TASK GOAL
Every line of the material is to be repeated exactly as it stands.

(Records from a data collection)
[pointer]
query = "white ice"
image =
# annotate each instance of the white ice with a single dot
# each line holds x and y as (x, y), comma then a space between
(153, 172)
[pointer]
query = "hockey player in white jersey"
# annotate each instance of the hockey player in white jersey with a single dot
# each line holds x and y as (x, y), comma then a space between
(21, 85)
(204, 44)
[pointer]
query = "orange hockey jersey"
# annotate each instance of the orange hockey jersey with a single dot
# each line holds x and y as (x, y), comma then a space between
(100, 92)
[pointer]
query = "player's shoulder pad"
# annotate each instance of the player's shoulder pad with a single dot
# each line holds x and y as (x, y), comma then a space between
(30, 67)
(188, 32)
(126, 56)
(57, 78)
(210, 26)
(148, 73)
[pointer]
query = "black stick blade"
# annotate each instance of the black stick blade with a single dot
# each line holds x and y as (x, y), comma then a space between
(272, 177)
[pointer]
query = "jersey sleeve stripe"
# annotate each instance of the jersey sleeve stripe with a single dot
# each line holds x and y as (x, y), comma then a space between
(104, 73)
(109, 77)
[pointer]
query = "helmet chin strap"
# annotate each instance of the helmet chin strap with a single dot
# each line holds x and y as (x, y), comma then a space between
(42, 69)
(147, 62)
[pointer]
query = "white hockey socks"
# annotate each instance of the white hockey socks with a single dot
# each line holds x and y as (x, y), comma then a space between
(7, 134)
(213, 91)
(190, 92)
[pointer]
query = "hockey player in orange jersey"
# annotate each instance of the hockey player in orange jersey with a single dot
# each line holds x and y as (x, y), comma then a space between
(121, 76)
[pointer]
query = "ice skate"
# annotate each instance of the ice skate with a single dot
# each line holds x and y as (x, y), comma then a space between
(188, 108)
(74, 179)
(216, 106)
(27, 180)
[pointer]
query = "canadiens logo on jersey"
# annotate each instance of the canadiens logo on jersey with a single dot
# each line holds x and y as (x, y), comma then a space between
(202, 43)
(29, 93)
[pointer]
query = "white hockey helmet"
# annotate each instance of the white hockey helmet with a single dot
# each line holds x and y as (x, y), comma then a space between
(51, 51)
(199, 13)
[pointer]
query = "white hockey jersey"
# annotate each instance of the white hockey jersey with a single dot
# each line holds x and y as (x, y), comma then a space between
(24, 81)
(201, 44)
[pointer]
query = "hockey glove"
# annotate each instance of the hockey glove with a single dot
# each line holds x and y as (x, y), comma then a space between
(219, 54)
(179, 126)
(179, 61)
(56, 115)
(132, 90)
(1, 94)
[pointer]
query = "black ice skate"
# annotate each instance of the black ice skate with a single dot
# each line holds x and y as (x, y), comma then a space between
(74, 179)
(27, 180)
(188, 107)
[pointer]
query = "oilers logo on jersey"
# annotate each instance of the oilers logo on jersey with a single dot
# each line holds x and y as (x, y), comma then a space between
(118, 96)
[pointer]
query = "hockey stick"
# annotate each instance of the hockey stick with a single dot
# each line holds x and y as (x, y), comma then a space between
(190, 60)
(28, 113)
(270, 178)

EXERCISE SOLUTION
[pointer]
query = "white ice"
image =
# annotate each instance of the white ice with a single dot
# each line holds x and y as (x, y), comma then a space between
(153, 172)
[pointer]
query = "hockey player in white jersey"
# annotate each instance of the hockey player in white jersey with a single dot
# each line holds x and y as (x, y), comma then a space between
(21, 85)
(204, 44)
[pointer]
query = "orange hockey jersey"
# annotate each instance of the orange hockey jersey with a single dot
# each line holds x and y as (x, y), comma then a space between
(100, 92)
[pointer]
query = "player's shoulder pad"
# annotate each instance of the player's shoulder pad with a single dot
# each line holds x and y as (x, y), comma then a space between
(30, 67)
(188, 32)
(126, 56)
(57, 78)
(210, 26)
(148, 73)
[pointer]
query = "black stick blade"
# annotate each instance of the black stick blade with a single dot
# each line holds x and y as (x, y), comma then a space between
(272, 177)
[pointer]
query = "jersey sleeve stripe"
# annotate each instance of the jersey sleeve stripe with a single dot
# each line holds x and y as (x, y), comma then a space between
(104, 73)
(109, 77)
[pointer]
query = "helmet chin strap"
# annotate each instance of the helmet chin strap with a single dot
# each line holds x and y as (x, y), comma then a space between
(42, 69)
(147, 62)
[pointer]
query = "white hockey socks"
# annotate each instance of the white hockey socks with a single dot
# each line holds x and y as (x, y), comma then a space between
(7, 134)
(213, 91)
(190, 92)
[pointer]
query = "hockey player in orange jersey"
# annotate each instance of the hockey player in orange jersey with a single dot
# each line holds x and y as (x, y), comma then a space between
(121, 76)
[pointer]
query = "ice skate"
# annotate each instance of the ice skate with a single dot
# each line holds x and y as (x, y), comma then a space between
(188, 108)
(74, 179)
(216, 106)
(27, 180)
[pointer]
query = "canadiens logo on jersey"
# annotate each instance of the canadiens logo on jersey with a single dot
# each line holds x and y as (x, y), comma then a space between
(202, 43)
(29, 93)
[pointer]
query = "white hockey helmet"
# annotate each instance of the white hockey helmet with a single dot
# each line holds x and y as (x, y), comma then a space between
(51, 51)
(199, 13)
[pointer]
query = "white hockey jersey"
# annotate each instance of the white hockey jersey with a single dot
# each line holds x and y as (x, y), comma then a space between
(24, 81)
(201, 44)
[pointer]
query = "hockey glove"
# annotate each instance of the hockey glove with a single dot
# each line holds x and y as (x, y), comma then a space between
(219, 54)
(179, 126)
(179, 61)
(56, 115)
(132, 90)
(1, 94)
[pointer]
query = "black ice skate"
# annotate each instance of the black ice skate with a single dot
# each line holds x and y as (x, y), comma then a space between
(74, 179)
(27, 180)
(188, 107)
[pointer]
query = "oilers logo on jersey"
# annotate each instance of the oilers logo on jersey with a single dot
# each line holds x and y as (x, y), comma then a space between
(118, 96)
[pointer]
query = "hockey stick"
# annotate each instance of the hockey stick with a single dot
# each line holds x and y as (x, y), comma then a space between
(190, 60)
(28, 113)
(270, 178)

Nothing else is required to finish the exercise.